[Exercise brief]: How many lines in the records below contain the word "white"? Reply with the number alone.

[Provided records]:
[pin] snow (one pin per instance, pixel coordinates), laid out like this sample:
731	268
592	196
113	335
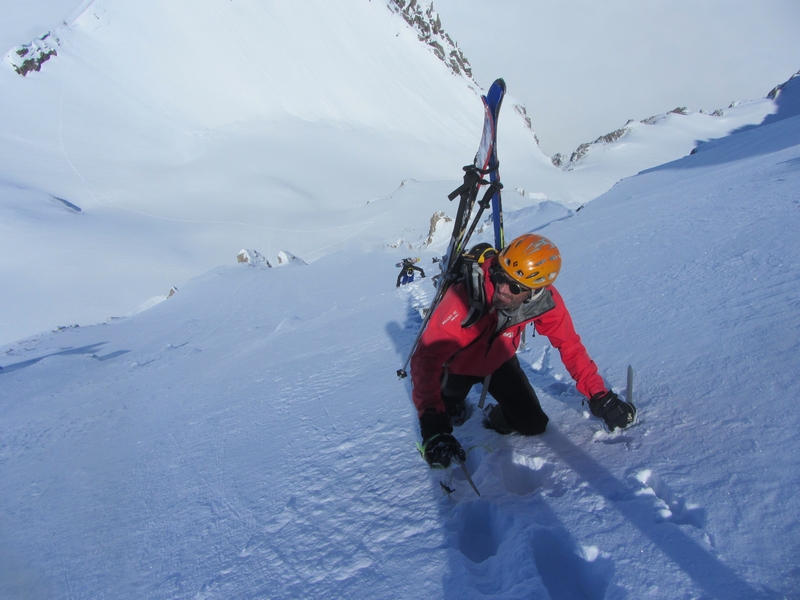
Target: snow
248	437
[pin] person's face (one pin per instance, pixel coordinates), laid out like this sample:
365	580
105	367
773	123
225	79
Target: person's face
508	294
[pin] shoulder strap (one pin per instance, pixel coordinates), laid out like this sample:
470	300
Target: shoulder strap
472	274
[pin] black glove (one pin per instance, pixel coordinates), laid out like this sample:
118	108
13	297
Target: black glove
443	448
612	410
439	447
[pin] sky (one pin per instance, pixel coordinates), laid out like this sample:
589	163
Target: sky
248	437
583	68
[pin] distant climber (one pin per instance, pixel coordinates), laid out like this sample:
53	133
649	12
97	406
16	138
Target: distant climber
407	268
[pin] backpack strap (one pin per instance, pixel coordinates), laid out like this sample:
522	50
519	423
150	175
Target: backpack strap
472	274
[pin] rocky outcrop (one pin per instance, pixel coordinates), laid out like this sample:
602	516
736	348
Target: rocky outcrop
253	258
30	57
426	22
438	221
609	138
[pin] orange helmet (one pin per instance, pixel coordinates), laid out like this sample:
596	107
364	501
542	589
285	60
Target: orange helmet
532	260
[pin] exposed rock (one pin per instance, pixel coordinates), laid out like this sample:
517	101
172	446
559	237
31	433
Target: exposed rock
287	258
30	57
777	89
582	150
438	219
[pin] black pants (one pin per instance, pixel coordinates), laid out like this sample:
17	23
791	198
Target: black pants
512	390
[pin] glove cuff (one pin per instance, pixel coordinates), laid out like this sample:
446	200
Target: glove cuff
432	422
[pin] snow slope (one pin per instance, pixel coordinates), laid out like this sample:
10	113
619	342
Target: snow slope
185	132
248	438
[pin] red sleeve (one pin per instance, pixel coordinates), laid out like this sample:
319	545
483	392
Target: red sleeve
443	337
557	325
...
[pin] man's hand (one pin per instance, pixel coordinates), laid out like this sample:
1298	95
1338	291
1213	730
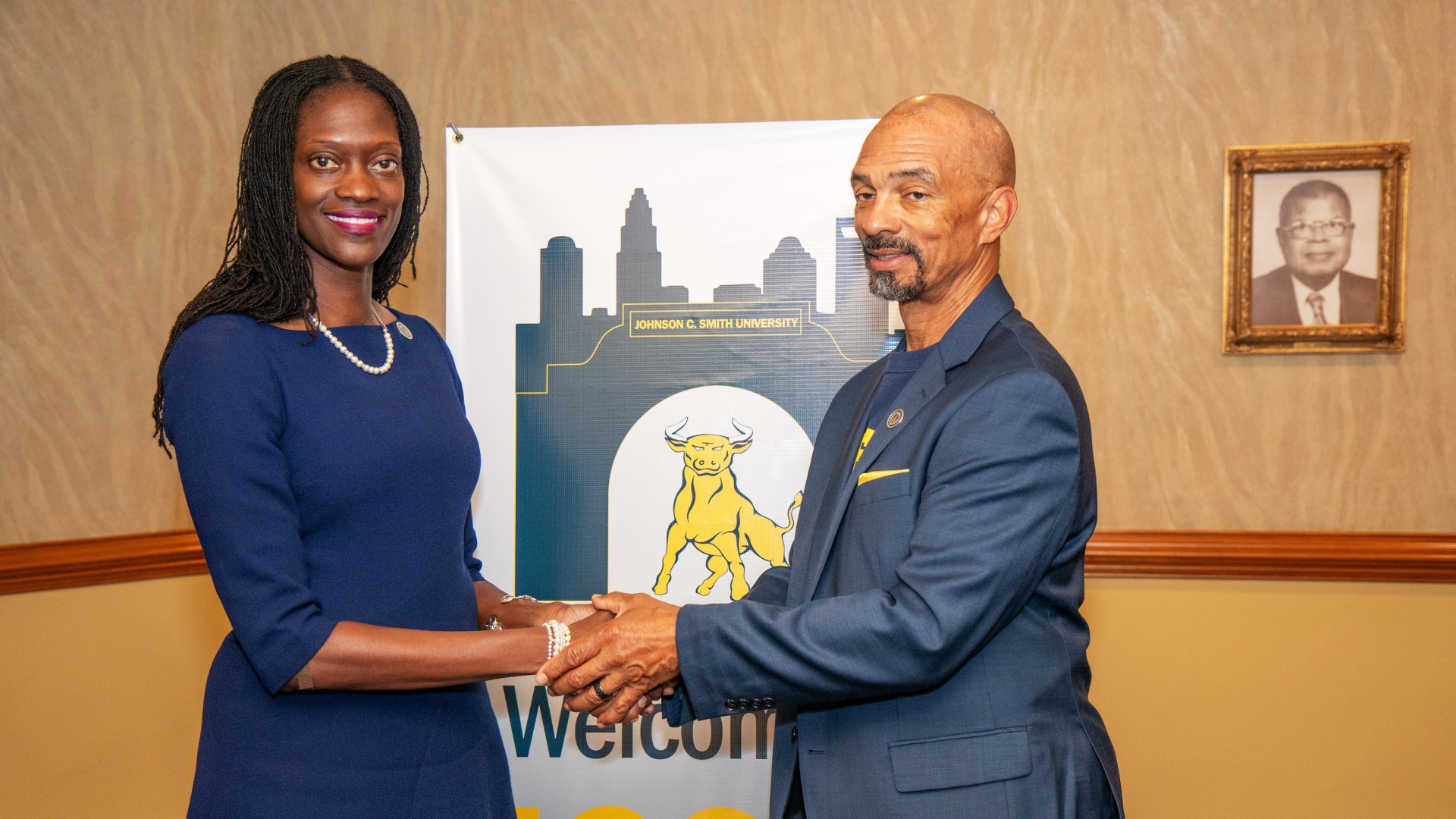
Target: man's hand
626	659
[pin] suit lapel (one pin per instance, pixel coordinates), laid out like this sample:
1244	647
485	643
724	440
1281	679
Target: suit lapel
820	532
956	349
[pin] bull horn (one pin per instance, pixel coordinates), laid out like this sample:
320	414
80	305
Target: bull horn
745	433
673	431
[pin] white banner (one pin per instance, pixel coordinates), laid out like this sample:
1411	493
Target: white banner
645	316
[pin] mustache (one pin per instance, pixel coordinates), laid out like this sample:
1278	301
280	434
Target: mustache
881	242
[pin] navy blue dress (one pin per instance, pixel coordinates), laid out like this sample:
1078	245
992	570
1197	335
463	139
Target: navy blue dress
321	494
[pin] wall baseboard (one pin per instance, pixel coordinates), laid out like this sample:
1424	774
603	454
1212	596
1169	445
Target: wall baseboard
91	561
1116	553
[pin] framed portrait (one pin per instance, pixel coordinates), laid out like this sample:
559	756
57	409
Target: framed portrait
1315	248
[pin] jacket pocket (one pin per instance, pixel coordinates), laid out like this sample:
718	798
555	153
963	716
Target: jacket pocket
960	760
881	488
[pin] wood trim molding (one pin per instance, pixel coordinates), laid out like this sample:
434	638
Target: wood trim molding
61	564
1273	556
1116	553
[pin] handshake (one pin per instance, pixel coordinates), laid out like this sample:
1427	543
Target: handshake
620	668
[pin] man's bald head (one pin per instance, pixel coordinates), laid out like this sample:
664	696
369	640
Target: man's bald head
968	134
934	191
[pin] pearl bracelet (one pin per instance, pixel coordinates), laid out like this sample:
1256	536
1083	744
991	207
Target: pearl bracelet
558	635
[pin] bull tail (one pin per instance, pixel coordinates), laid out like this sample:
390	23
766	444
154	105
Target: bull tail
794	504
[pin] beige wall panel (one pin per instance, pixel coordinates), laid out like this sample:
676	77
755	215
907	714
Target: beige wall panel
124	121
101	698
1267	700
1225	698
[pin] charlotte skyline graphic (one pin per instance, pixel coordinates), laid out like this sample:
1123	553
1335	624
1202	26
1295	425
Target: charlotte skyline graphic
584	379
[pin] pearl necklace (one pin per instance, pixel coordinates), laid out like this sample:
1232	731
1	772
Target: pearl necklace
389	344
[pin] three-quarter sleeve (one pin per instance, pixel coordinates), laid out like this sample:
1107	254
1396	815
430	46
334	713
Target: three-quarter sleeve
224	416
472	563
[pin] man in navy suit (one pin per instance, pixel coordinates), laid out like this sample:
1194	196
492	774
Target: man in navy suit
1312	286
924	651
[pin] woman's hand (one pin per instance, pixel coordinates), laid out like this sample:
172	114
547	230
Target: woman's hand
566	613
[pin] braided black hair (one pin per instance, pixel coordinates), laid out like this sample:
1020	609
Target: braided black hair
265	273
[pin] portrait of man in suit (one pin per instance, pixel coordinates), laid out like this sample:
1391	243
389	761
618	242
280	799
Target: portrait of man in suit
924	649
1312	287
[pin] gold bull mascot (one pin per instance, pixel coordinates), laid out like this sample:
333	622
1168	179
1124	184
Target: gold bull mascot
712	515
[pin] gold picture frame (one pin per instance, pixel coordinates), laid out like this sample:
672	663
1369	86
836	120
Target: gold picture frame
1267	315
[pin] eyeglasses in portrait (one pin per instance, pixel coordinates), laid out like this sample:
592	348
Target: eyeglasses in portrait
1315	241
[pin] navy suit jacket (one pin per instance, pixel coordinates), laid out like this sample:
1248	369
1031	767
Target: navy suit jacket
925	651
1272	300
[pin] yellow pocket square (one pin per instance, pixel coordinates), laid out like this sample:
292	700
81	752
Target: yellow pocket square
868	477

[Correct output]: 2